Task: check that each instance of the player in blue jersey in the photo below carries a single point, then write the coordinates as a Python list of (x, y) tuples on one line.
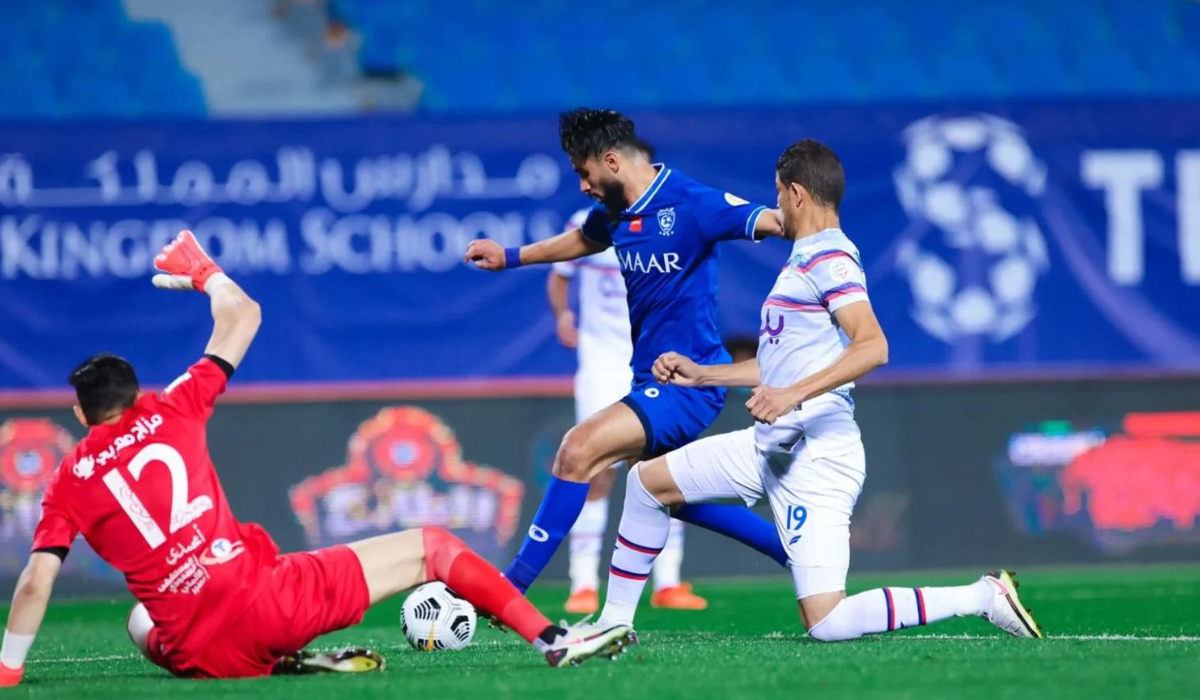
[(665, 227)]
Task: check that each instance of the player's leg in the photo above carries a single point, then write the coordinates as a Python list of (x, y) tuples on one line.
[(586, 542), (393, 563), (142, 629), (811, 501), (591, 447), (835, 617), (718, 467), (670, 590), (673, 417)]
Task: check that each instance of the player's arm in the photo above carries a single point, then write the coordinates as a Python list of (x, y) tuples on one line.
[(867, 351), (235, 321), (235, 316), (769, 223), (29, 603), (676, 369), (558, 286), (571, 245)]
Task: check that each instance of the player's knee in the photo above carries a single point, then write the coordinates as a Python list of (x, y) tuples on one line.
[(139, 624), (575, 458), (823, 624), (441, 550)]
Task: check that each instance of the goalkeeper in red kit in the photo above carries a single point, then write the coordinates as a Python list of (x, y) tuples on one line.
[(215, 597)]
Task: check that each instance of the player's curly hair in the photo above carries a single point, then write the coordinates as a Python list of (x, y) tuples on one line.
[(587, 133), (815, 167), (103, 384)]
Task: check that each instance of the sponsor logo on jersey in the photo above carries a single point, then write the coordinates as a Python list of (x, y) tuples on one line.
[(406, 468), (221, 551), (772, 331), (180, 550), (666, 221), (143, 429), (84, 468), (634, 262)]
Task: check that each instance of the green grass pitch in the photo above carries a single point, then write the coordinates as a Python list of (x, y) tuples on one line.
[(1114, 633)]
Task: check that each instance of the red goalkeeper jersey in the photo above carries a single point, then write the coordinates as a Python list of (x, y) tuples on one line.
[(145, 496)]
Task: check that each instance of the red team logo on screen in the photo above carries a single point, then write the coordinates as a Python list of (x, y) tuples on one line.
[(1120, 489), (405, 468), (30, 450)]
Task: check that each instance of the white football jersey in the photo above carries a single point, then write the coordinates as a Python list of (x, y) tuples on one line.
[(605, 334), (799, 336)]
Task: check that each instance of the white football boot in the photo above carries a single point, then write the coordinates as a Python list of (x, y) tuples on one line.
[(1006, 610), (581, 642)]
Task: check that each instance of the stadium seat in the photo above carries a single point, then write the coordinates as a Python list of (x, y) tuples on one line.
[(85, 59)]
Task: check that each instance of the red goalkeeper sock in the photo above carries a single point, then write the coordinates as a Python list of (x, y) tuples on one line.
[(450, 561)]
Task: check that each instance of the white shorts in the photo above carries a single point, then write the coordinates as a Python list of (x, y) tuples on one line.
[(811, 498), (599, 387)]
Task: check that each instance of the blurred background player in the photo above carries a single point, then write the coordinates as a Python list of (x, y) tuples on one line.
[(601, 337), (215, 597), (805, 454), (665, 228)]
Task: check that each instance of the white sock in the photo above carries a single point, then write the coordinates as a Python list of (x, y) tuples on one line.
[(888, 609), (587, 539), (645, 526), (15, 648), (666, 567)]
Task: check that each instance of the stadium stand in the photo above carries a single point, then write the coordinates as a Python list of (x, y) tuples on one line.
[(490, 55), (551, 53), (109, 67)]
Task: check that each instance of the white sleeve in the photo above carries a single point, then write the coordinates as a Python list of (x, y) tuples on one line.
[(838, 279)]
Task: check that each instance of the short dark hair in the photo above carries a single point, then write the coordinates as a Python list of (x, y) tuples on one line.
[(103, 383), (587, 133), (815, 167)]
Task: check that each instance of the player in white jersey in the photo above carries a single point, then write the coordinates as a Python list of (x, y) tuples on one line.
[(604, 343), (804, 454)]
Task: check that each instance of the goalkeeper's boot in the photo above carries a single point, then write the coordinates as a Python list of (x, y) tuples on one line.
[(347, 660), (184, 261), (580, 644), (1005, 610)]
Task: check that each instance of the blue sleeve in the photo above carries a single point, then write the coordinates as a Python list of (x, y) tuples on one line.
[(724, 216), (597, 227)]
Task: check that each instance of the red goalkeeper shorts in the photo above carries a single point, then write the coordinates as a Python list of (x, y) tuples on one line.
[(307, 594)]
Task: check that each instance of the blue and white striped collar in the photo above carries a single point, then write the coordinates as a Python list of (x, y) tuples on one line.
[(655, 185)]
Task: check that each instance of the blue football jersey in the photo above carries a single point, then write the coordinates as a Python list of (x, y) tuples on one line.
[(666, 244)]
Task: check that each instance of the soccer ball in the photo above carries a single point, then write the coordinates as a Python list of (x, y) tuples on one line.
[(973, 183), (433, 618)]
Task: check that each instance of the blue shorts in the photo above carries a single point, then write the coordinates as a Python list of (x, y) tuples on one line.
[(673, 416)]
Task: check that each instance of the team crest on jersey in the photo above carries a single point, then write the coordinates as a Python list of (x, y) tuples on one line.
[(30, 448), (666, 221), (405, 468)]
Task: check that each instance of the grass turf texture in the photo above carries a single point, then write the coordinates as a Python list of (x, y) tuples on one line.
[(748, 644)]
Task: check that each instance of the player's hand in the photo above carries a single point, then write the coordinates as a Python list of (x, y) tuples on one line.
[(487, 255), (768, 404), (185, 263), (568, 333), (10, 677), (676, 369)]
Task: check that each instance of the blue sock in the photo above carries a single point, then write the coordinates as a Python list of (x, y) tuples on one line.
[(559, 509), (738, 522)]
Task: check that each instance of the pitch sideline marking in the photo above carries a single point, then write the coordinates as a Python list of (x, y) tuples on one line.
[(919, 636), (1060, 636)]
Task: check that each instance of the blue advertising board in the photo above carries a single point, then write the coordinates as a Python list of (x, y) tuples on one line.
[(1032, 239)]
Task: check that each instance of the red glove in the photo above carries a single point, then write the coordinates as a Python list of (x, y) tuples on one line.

####

**WORK ITEM**.
Quote the preceding listing precisely and completely, omitting its images.

**YOUR RESPONSE**.
Task: check that each instance of the player in blue jersey in the photo below carries a single point, then write the coordinates as a Python list of (x, y) tuples on one line.
[(665, 227)]
Task: check that each instance of the player's leg in the photo above carries a single point, then write the coordinates as a Python list of (x, y) tuples on one line.
[(586, 542), (393, 563), (142, 629), (811, 501), (591, 447), (835, 617), (718, 467), (670, 590), (673, 417)]
Task: check that each instance of the player's arm in the photo above carries a single point, then write the coordinates as a Python list of (x, y) tuples on one line.
[(867, 351), (235, 321), (235, 316), (769, 223), (29, 603), (676, 369), (558, 286), (571, 245)]
Task: check that each instance of the player's knee in the photo above carries a single point, then write the coordinates as a Python list of (x, y) tuples on one line.
[(139, 624), (575, 458), (823, 624), (441, 550)]
Task: check that each instance of the goalkeeper in red kit in the photo above carries a single point, then write the coordinates as a Python list of (x, y) tuples on one line.
[(215, 597)]
Task: check that each instance of the player's curly hair in the photo above carries a single point, then write the coordinates as a Python list of (x, y) tuples on one line.
[(587, 133), (815, 167), (103, 384)]
Task: check that each instance of the sponsor logo on jersey in the photo above carries a single point, then write the coordinates as a Python list of (x, y) tuples on one line.
[(406, 468), (221, 551), (772, 331), (180, 550), (666, 221), (143, 429), (84, 468), (634, 262)]
Task: check that each instance of the green grass pitch in the photo above carries a single point, then write the coordinates as a Python list of (x, y) tuples on one line.
[(1114, 633)]
Task: check that each instance of the red goalkeeper jersey in the photo above carries a single point, then write the coordinates as a Python list of (x, y) tuples on one line.
[(145, 496)]
Task: check that each instance of the red team logo on screen in the photo above carries a single point, then write the coordinates as a Python list of (x, y) tuples on one line.
[(1120, 489), (405, 468), (30, 450)]
Task: check that each instance of the white football jersey in the photo above carries a single point, then write the coordinates as a Python list of (x, y) tuples on one line.
[(605, 334), (799, 336)]
Task: check that each instance of the white football boot in the photo above carries a single point, then write the coordinates as a Python list of (x, y) tuples on one line.
[(1006, 610), (581, 642)]
Task: check that each instance of the stadium seat in the photo above carries a single point, then write the coordinates as a Python list of (x, y) tuples on one line.
[(85, 59)]
Task: check that each instance of the red goalkeeper sock in the photo above carries a single point, then write the coordinates as a Python list of (x, y) tuples on one line.
[(450, 561)]
Task: check that each instance of the white shorts in the photo above carries a single point, then write the coordinates as a Python list of (x, y) tuples on one line.
[(811, 498), (599, 387)]
Task: check that each instance of the blurred background player in the photo above carries a single point, then write the coordinates as a Python list of (x, y) tuples on one line.
[(601, 337), (215, 597), (805, 454), (665, 228)]
Task: check that each instance of the white sock in the photo above carries a single point, then write the coordinates as a Python list of (x, y) tuples on one line.
[(888, 609), (587, 539), (645, 526), (15, 648), (666, 567)]
Task: check that each instance of the stadium stand in the photo above carries a single point, then write the coordinates as a Python list of (x, y) tuples on one line.
[(490, 55), (551, 53), (109, 67)]
Task: check that each instance of the white sleeve in the photo above carries a single point, then write the coordinates as a Python list of (x, y) tuples on one line.
[(838, 279)]
Task: check that each instance of the short dark hair in the photo above carries a single point, then write the coordinates as a Python list of (x, y) tuples on one line.
[(103, 383), (587, 133), (815, 167)]
Task: check that each instance of the player in white jersey in the photo above carries a single point, then write the coordinates as a Python list of (x, y) tuples on one line.
[(604, 343), (804, 454)]
Task: check that each instance of the goalkeeper's boot in the photo above carries a single point, then write the coordinates as a Python list of (x, y) tuples on one line.
[(347, 660), (184, 261), (580, 644), (1005, 610)]
Task: check that each instance of the blue sleeve in the photo above carries a single point, then write the coordinates as a Python list of (x, y) tuples on one line.
[(724, 216), (597, 227)]
Task: check that each instance of the red goalkeeper shorts in the photo above carries a single point, then write the coordinates as a Python list of (x, y) tuples on one line.
[(307, 594)]
Task: check that each instance of the blue and white striped collar in the photo above carries a single point, then write the coordinates as a Python list of (x, y) tuples on one line.
[(655, 185)]
Task: check that each instance of the blue football jersey in the photo above carries a single point, then write the coordinates as a Python list of (x, y) tuples on one line.
[(666, 244)]
Task: check that each instance of the soccer ball in the photo above carries a single point, then write the coordinates as a Python list of (x, y) tuples on one line.
[(973, 183), (433, 618)]
Task: check that each instance of the blue shorts in the photo above carries a single point, then write the coordinates as a Python list of (x, y) tuples on one line.
[(673, 416)]
Task: check that each instance of the team crest on jersey in the photo above carries a single point, then write the coordinates as a Python list of (x, y) tuples on one line.
[(30, 448), (666, 221), (405, 468)]
Task: check that each instance of the grass turf texture in the photo above carries a single point, then write the coordinates as a Python list of (x, y) tuples on one line.
[(748, 644)]
Task: check that each instance of the player's hand in the photo above carries a single point, then write the coordinates as a Python list of (x, y) tuples on one line.
[(487, 255), (768, 404), (185, 263), (568, 333), (10, 677), (676, 369)]
Task: check that each instance of the blue sock in the photo above carries a single point, then write the coordinates as a Python list of (x, y) tuples on one line.
[(559, 509), (738, 522)]
Task: check that each instance of the pitch sideline marking in the photo above carries a single point, then write the coordinates as a Python list of (x, y) tuples on one line.
[(919, 636), (1060, 636)]
Task: check that each instance of the blue advertising board in the photo above carries a single point, then write the coordinates as a Python list of (x, y) tuples on one line.
[(1032, 239)]
Task: check that each instance of the red glove in the photo above carries a single point, then write the coordinates as a Python list of (x, y) tuples on one line.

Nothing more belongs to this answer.